Exercise requirements: Character for character, transcribe the entries below, minus the images.

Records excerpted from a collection
━━━━━━━━

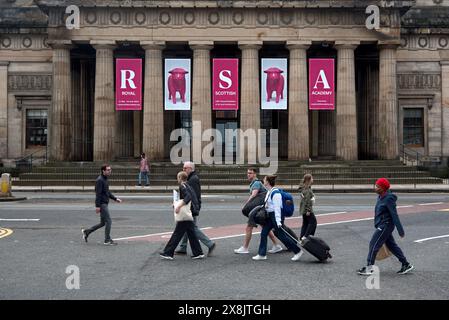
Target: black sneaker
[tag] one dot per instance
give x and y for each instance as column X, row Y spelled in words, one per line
column 85, row 235
column 366, row 271
column 211, row 249
column 110, row 243
column 406, row 268
column 165, row 256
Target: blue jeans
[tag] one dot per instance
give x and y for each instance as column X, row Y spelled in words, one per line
column 384, row 234
column 199, row 234
column 143, row 174
column 279, row 233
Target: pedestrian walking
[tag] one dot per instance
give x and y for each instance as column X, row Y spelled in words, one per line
column 194, row 182
column 184, row 227
column 385, row 220
column 309, row 222
column 275, row 221
column 101, row 205
column 144, row 171
column 256, row 189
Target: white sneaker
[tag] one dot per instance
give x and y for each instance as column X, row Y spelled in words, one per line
column 297, row 256
column 242, row 250
column 275, row 249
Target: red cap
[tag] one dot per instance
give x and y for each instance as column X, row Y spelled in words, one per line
column 383, row 183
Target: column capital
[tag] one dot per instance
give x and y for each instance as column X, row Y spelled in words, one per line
column 61, row 44
column 103, row 44
column 392, row 44
column 301, row 44
column 346, row 44
column 250, row 44
column 152, row 45
column 201, row 45
column 444, row 56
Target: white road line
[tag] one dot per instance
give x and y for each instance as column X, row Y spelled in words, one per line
column 1, row 219
column 162, row 234
column 426, row 239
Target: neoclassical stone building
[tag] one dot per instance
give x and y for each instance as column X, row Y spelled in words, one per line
column 57, row 84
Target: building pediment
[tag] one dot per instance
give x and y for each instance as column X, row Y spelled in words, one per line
column 228, row 3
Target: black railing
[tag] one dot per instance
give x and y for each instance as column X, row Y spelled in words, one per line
column 410, row 156
column 26, row 163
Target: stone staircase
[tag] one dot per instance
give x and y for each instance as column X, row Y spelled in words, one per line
column 289, row 173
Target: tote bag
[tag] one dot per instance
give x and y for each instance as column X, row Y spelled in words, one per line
column 185, row 214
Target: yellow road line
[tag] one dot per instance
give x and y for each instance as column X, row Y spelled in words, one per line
column 5, row 232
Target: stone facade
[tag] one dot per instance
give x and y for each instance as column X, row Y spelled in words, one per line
column 45, row 65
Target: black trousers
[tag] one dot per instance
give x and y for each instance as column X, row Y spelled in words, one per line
column 308, row 225
column 105, row 220
column 181, row 228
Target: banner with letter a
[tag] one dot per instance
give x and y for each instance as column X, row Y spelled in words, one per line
column 225, row 85
column 128, row 84
column 321, row 84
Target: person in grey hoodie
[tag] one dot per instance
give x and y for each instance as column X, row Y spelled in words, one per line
column 101, row 206
column 309, row 222
column 385, row 220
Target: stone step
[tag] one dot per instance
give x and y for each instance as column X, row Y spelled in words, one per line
column 224, row 176
column 240, row 182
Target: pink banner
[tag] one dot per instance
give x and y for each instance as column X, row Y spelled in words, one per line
column 321, row 84
column 128, row 84
column 225, row 84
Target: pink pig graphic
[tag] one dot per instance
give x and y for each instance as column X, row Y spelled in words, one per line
column 177, row 83
column 275, row 82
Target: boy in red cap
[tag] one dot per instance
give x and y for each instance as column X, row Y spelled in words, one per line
column 385, row 219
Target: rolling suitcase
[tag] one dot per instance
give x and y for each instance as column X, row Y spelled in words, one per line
column 313, row 245
column 317, row 247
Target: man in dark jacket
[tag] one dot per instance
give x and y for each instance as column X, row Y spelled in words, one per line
column 385, row 220
column 101, row 205
column 193, row 181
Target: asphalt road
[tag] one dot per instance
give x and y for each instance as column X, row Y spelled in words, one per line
column 35, row 257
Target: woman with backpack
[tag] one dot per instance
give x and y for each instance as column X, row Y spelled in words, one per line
column 306, row 207
column 273, row 205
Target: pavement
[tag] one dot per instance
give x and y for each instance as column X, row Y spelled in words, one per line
column 41, row 248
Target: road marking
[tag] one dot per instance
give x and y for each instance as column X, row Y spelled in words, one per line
column 1, row 219
column 5, row 232
column 162, row 234
column 426, row 239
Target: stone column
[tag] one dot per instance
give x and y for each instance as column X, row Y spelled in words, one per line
column 298, row 113
column 388, row 105
column 346, row 103
column 250, row 90
column 445, row 105
column 61, row 113
column 153, row 110
column 201, row 95
column 104, row 118
column 4, row 110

━━━━━━━━

Result below:
Target: black sneaker
[tag] one dot per instance
give x and y for each instance as column X, row Y spelled in words, one per line
column 85, row 235
column 366, row 271
column 211, row 249
column 110, row 243
column 406, row 268
column 165, row 256
Target: blue jeans
[tag] one dot per instance
give x and y for each instance as column X, row Y spelled in words, one per line
column 384, row 234
column 199, row 234
column 143, row 174
column 279, row 233
Target: pedestrian walking
[tag] one dot per instance
give x and y for each instance as column X, row Y spelled in words, one per line
column 194, row 182
column 184, row 227
column 385, row 220
column 309, row 222
column 275, row 221
column 101, row 205
column 144, row 171
column 256, row 189
Target: white sneaker
[tag] one dot per instance
give x and y for each instance as column X, row Y spelled in words, one per line
column 297, row 256
column 242, row 250
column 275, row 249
Target: red cap
[tag] one dot per instance
give x and y for each instance as column X, row Y spelled in words, one per line
column 383, row 183
Target: column capital
[tag] one dot per instance
give x and y for each instance as column X, row Y spelled in words, one per line
column 61, row 44
column 103, row 44
column 392, row 44
column 301, row 44
column 346, row 44
column 250, row 44
column 152, row 45
column 201, row 45
column 444, row 56
Target: white road line
[tag] one dot per instance
give x and y for each instance as column X, row Y spelled in words, one per line
column 1, row 219
column 162, row 234
column 426, row 239
Target: neoclassical stone building
[tag] one dot per instance
give x and y for each instance as column X, row Y spelled in words, one per line
column 57, row 84
Target: building pediment
[tag] one dot per instance
give x and y for each instance as column X, row Y spelled in words, one per line
column 228, row 3
Target: black railing
[tag] one dot per instance
give x and y for each instance as column X, row Y spelled in words, one per line
column 410, row 156
column 26, row 163
Target: stone staircase
[tag] one dot per instance
give x and y for each instance as column X, row Y spelled in words, one per line
column 289, row 173
Target: tote bag
[tag] one dot per instance
give x and y for each instance as column X, row Y spelled in words, one per line
column 185, row 214
Target: yellow road line
[tag] one dot per instance
give x and y for each instance as column X, row Y spelled in words, one per line
column 5, row 232
Target: stone facade
[tag] one dot per instance
give x and y for each instance as column X, row Y spelled in words, one per line
column 45, row 65
Target: black trousers
[tag] one dot per instance
give x and y for each instance as column X, row Y spelled in words, one per line
column 308, row 225
column 105, row 220
column 181, row 228
Target: banner with letter a
[tag] one dot per instance
give x and y for each instance as column X, row Y spelled in words, one per line
column 225, row 85
column 128, row 84
column 321, row 84
Target: person in grey hoodie
[tag] one dot per instance
give x and y for each instance as column X, row Y spelled in words, one per line
column 101, row 206
column 309, row 222
column 385, row 220
Target: stone step
[tag] one dot per instance
give x and y for each instance as column X, row Y spelled in words, one per line
column 224, row 176
column 240, row 182
Target: pink banner
[tag] one dot per instance
give x and y for each instance as column X, row Y spelled in words, one per line
column 321, row 84
column 128, row 84
column 225, row 84
Target: pink pig graphic
[tag] one dot per instance
give x and y for each instance as column X, row Y spelled in words, one per line
column 177, row 83
column 275, row 82
Target: boy in red cap
[tag] one dot per instance
give x and y for each instance as column X, row Y spelled in words, one per line
column 385, row 219
Target: rolling suitcase
[tag] one dot per instance
give x and y for each instance as column X, row Y spelled in words, one per line
column 313, row 245
column 317, row 247
Target: man in dark jacket
[tag] one dot per instance
give x and y for each instance as column X, row Y spelled in words, one per line
column 385, row 220
column 101, row 205
column 193, row 181
Target: asphalt road
[tag] one dot per instance
give x and y for each instance as column X, row Y spelled in words, one per line
column 35, row 257
Target: woman with backpack
[tag] one dot per instance
give x and y for each instance as column X, row Y spelled in words, one per line
column 306, row 207
column 273, row 205
Target: pavement
[tag] one dot per instance
give x and y for each instance as column X, row Y spelled in words, one per line
column 41, row 248
Target: road marking
[tag] one dot per instance
give x and y for each instance as column X, row Y spelled in words, one per line
column 1, row 219
column 5, row 232
column 162, row 234
column 426, row 239
Target: stone column
[tag] one dot per instance
give x and y for each instance as column X, row Y spelled in words, one per line
column 298, row 113
column 388, row 105
column 346, row 103
column 250, row 90
column 445, row 105
column 61, row 113
column 153, row 110
column 201, row 95
column 104, row 118
column 4, row 110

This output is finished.